What to work on = Return each of the entries below precisely as it appears.

Supplied records =
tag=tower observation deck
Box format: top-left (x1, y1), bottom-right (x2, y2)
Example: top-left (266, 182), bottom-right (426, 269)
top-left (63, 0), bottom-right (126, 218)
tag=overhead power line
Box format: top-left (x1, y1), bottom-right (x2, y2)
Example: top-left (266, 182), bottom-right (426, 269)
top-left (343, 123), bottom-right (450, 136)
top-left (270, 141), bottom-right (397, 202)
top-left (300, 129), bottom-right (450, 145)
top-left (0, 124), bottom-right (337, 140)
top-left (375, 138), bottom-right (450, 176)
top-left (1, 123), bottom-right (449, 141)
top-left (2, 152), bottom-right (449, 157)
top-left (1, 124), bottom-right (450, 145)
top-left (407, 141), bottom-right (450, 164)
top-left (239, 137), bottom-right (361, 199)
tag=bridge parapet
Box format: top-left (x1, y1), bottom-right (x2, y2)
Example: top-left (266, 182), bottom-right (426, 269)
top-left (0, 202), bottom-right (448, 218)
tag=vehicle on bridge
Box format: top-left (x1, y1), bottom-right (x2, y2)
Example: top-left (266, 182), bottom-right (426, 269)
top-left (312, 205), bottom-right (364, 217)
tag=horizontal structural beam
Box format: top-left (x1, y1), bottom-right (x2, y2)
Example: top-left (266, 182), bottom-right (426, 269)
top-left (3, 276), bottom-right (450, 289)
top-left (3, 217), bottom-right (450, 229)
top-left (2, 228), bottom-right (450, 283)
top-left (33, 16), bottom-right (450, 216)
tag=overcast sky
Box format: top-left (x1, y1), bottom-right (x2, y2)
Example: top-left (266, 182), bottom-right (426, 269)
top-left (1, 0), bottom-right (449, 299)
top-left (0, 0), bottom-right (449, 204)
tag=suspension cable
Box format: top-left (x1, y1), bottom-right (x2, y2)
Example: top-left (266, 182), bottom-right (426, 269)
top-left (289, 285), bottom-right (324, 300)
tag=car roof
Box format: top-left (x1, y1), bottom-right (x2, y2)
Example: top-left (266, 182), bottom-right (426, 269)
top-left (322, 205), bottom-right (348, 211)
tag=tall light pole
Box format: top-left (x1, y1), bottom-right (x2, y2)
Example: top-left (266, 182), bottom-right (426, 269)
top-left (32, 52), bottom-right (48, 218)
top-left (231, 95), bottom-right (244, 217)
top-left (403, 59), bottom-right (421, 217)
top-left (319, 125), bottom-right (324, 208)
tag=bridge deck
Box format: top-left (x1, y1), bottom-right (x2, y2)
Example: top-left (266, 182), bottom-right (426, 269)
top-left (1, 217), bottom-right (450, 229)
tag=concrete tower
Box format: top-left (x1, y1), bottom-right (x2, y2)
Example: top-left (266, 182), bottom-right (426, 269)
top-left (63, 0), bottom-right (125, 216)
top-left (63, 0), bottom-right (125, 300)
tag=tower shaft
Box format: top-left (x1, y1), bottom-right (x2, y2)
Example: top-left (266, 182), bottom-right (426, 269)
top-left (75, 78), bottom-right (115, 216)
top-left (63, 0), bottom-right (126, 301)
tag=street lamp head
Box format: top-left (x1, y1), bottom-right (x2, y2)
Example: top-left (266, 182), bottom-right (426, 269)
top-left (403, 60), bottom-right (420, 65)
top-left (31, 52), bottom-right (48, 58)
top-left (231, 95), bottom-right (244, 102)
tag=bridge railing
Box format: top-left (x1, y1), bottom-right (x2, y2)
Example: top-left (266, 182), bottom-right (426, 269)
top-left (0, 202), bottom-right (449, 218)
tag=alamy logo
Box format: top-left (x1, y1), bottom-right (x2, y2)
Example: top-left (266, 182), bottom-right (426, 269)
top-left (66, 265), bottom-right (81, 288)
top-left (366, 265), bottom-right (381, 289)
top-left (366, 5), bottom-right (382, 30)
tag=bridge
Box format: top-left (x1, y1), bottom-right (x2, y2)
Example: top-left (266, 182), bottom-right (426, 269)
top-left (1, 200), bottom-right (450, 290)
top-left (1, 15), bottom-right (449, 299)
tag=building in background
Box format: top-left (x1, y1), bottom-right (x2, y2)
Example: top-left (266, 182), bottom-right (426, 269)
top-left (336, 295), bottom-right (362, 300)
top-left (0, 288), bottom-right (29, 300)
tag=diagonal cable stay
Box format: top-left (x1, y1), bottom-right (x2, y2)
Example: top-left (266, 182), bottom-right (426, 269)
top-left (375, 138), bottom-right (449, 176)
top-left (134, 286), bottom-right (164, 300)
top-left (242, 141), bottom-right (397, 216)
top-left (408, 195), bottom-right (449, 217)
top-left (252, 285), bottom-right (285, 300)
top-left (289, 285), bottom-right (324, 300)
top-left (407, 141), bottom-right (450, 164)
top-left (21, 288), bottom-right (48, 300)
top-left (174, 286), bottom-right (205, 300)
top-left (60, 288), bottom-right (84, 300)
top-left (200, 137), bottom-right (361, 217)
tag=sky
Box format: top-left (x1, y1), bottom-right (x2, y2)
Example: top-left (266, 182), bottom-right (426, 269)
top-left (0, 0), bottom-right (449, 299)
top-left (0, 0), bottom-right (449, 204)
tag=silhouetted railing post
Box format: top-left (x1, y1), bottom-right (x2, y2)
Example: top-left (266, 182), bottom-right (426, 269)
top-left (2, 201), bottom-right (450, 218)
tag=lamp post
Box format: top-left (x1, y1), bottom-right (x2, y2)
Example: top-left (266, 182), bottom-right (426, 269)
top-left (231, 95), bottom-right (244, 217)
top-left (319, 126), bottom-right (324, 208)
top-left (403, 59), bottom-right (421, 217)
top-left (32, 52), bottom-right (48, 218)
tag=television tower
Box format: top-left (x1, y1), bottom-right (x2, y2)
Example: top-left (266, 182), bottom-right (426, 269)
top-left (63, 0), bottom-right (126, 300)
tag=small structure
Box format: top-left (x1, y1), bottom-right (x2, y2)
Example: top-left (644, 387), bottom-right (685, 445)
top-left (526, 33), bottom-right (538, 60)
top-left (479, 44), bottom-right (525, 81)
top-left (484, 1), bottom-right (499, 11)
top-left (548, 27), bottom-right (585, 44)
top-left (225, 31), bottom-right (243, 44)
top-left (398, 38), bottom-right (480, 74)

Answer to the exercise =
tag=tower observation deck
Box format: top-left (x1, y1), bottom-right (x2, y2)
Example: top-left (266, 182), bottom-right (426, 269)
top-left (63, 0), bottom-right (126, 218)
tag=overhead power line
Box format: top-left (x1, y1), bottom-right (x2, y2)
Example: top-left (266, 182), bottom-right (426, 269)
top-left (343, 123), bottom-right (450, 136)
top-left (270, 141), bottom-right (397, 202)
top-left (300, 129), bottom-right (450, 145)
top-left (0, 124), bottom-right (337, 140)
top-left (375, 138), bottom-right (450, 176)
top-left (1, 123), bottom-right (449, 141)
top-left (2, 152), bottom-right (449, 157)
top-left (1, 124), bottom-right (450, 145)
top-left (407, 141), bottom-right (450, 164)
top-left (239, 137), bottom-right (361, 199)
tag=bridge parapet
Box format: top-left (x1, y1), bottom-right (x2, y2)
Example: top-left (266, 182), bottom-right (426, 269)
top-left (0, 202), bottom-right (448, 218)
tag=vehicle on bridge
Box format: top-left (x1, y1), bottom-right (x2, y2)
Example: top-left (266, 182), bottom-right (426, 269)
top-left (312, 205), bottom-right (364, 217)
tag=horizontal structural beam
Box format: top-left (x1, y1), bottom-right (x2, y2)
Example: top-left (266, 182), bottom-right (426, 269)
top-left (3, 276), bottom-right (450, 289)
top-left (3, 217), bottom-right (450, 229)
top-left (2, 228), bottom-right (450, 283)
top-left (33, 16), bottom-right (450, 216)
tag=overcast sky
Box format: top-left (x1, y1), bottom-right (x2, y2)
Example: top-left (266, 182), bottom-right (426, 269)
top-left (1, 0), bottom-right (449, 299)
top-left (0, 0), bottom-right (449, 204)
tag=suspension cable
Box format: top-left (x1, y1), bottom-right (x2, y2)
Example: top-left (266, 182), bottom-right (426, 269)
top-left (289, 285), bottom-right (324, 300)
tag=car roof
Box format: top-left (x1, y1), bottom-right (x2, y2)
Example: top-left (266, 182), bottom-right (426, 269)
top-left (322, 205), bottom-right (348, 211)
tag=tall light pole
Box format: top-left (x1, y1), bottom-right (x2, y2)
Example: top-left (266, 182), bottom-right (426, 269)
top-left (32, 52), bottom-right (48, 218)
top-left (231, 95), bottom-right (244, 217)
top-left (403, 59), bottom-right (421, 217)
top-left (319, 125), bottom-right (324, 208)
tag=bridge deck
Box format: top-left (x1, y1), bottom-right (x2, y2)
Example: top-left (266, 182), bottom-right (426, 269)
top-left (1, 217), bottom-right (450, 229)
tag=concrete tower
Box format: top-left (x1, y1), bottom-right (x2, y2)
Example: top-left (266, 182), bottom-right (426, 269)
top-left (63, 0), bottom-right (125, 216)
top-left (63, 0), bottom-right (125, 300)
tag=tower shaft
Box format: top-left (x1, y1), bottom-right (x2, y2)
Example: top-left (266, 182), bottom-right (426, 269)
top-left (75, 78), bottom-right (115, 216)
top-left (63, 0), bottom-right (126, 301)
tag=street lamp head
Box format: top-left (x1, y1), bottom-right (x2, y2)
Example: top-left (266, 182), bottom-right (426, 269)
top-left (403, 60), bottom-right (420, 65)
top-left (31, 52), bottom-right (48, 58)
top-left (231, 95), bottom-right (244, 102)
tag=bridge railing
Box format: top-left (x1, y1), bottom-right (x2, y2)
Example: top-left (266, 182), bottom-right (426, 269)
top-left (0, 202), bottom-right (449, 218)
tag=alamy logo
Box format: top-left (x1, y1), bottom-right (x2, y2)
Example: top-left (266, 182), bottom-right (426, 269)
top-left (66, 265), bottom-right (81, 288)
top-left (366, 265), bottom-right (381, 289)
top-left (366, 5), bottom-right (382, 30)
tag=bridge
Box format: top-left (x1, y1), bottom-right (x2, y2)
Example: top-left (266, 182), bottom-right (426, 269)
top-left (1, 200), bottom-right (450, 290)
top-left (1, 15), bottom-right (449, 299)
tag=building in background
Box format: top-left (x1, y1), bottom-right (x2, y2)
Example: top-left (266, 182), bottom-right (426, 269)
top-left (336, 295), bottom-right (362, 300)
top-left (0, 288), bottom-right (29, 300)
tag=diagonal cable stay
Box format: top-left (x1, y1), bottom-right (x2, y2)
Example: top-left (266, 182), bottom-right (426, 269)
top-left (375, 138), bottom-right (449, 176)
top-left (134, 286), bottom-right (164, 300)
top-left (242, 141), bottom-right (397, 216)
top-left (408, 195), bottom-right (449, 217)
top-left (252, 285), bottom-right (285, 300)
top-left (289, 285), bottom-right (324, 300)
top-left (407, 141), bottom-right (450, 164)
top-left (21, 288), bottom-right (48, 300)
top-left (174, 286), bottom-right (205, 300)
top-left (60, 288), bottom-right (84, 300)
top-left (200, 137), bottom-right (361, 217)
tag=sky
Box format: top-left (x1, y1), bottom-right (x2, y2)
Example: top-left (266, 182), bottom-right (426, 269)
top-left (0, 0), bottom-right (449, 299)
top-left (0, 0), bottom-right (449, 204)
tag=silhouetted railing post
Box format: top-left (x1, y1), bottom-right (x2, y2)
Example: top-left (266, 182), bottom-right (426, 269)
top-left (2, 201), bottom-right (450, 218)
tag=lamp post
Box format: top-left (x1, y1), bottom-right (x2, y2)
Example: top-left (266, 182), bottom-right (426, 269)
top-left (231, 95), bottom-right (244, 217)
top-left (319, 126), bottom-right (324, 208)
top-left (403, 59), bottom-right (421, 217)
top-left (32, 52), bottom-right (48, 218)
tag=television tower
Box format: top-left (x1, y1), bottom-right (x2, y2)
Example: top-left (266, 182), bottom-right (426, 269)
top-left (63, 0), bottom-right (126, 300)
tag=small structure
Box format: top-left (x1, y1), bottom-right (x2, y2)
Example: top-left (644, 387), bottom-right (685, 445)
top-left (526, 33), bottom-right (538, 60)
top-left (479, 44), bottom-right (525, 81)
top-left (484, 1), bottom-right (499, 11)
top-left (548, 27), bottom-right (585, 44)
top-left (225, 31), bottom-right (243, 44)
top-left (398, 38), bottom-right (480, 74)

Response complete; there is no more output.